_Source extract_.
Re: psql: FATAL: the database system is starting up - Mailing list pgsql-general

From Tom K
Subject Re: psql: FATAL: the database system is starting up
Date
Msg-id CAE3EmBC5biD+xPEHfGWg0iuTojhWvJrREnSh-3AViQmOsOx9ZQ@mail.gmail.com
Whole thread Raw
In response to Re: psql: FATAL: the database system is starting up  (Adrian Klaver <adrian.klaver@aklaver.com>)
Responses Re: psql: FATAL: the database system is starting up
List pgsql-general


On Tue, May 28, 2019 at 9:53 AM Adrian Klaver <adrian.klaver@aklaver.com> wrote:
On 5/27/19 9:59 PM, Tom K wrote:
> Hey Guy's,
>
>
> I'm running Patroni w/ PostgreSQL 10, ETCD, Haproxy and Keepalived on 3
> RHEL 7.6 VM's.  Every now and then the underlying storage crashes taking
> out the cluster.  On recovery, PostgreSQL tends to come up while other
> databases just blow up.  That is until now.

The above is one master and two standby servers connected via streaming
replication, correct?

Is there WAL archiving set up?

Correct.  Master election occurs through Patroni.  WAL level is set to:

wal_level = 'replica'

So no archiving.  
 


>
> After the most recent crash 2-3 weeks ago, the cluster is now running
> into this message but I'm not able to make heads or tails out of why
> it's throwing this:

So you have not been able to run the cluster the past 2-3 weeks or is
that  more recent?

_Exercise task_.
Copy the mailing-list reply word for word, from "The above is" up to and including "So no archiving.".

_Material_.
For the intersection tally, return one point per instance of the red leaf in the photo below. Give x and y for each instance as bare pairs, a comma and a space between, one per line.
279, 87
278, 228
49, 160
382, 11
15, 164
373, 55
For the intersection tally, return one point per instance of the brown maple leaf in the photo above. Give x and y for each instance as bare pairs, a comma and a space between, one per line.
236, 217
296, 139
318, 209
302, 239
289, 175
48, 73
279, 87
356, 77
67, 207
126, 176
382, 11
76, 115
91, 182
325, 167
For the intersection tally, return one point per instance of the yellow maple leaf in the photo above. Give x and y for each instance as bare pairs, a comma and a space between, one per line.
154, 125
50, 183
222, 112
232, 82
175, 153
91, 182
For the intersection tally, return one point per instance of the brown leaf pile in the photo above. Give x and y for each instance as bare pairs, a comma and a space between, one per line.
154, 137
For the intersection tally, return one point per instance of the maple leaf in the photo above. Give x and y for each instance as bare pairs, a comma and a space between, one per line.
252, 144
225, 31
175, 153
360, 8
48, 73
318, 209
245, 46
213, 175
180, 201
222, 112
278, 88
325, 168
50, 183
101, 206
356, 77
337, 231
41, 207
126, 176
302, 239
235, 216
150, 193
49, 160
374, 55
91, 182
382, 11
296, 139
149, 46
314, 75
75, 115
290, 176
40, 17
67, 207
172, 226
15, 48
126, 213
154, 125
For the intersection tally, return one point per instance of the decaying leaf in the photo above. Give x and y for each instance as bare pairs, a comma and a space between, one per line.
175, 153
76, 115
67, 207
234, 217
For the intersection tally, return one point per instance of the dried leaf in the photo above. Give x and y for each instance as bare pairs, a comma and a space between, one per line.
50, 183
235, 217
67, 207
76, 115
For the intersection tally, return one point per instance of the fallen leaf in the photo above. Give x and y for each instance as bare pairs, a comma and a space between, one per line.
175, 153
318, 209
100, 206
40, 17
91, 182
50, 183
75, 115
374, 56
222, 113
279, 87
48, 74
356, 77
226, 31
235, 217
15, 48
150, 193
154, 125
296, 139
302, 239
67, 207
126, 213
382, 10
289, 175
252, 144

_Task response_.
The above is one master and two standby servers connected via streaming
replication, correct?

Is there WAL archiving set up?

Correct.  Master election occurs through Patroni.  WAL level is set to:

wal_level = 'replica'

So no archiving.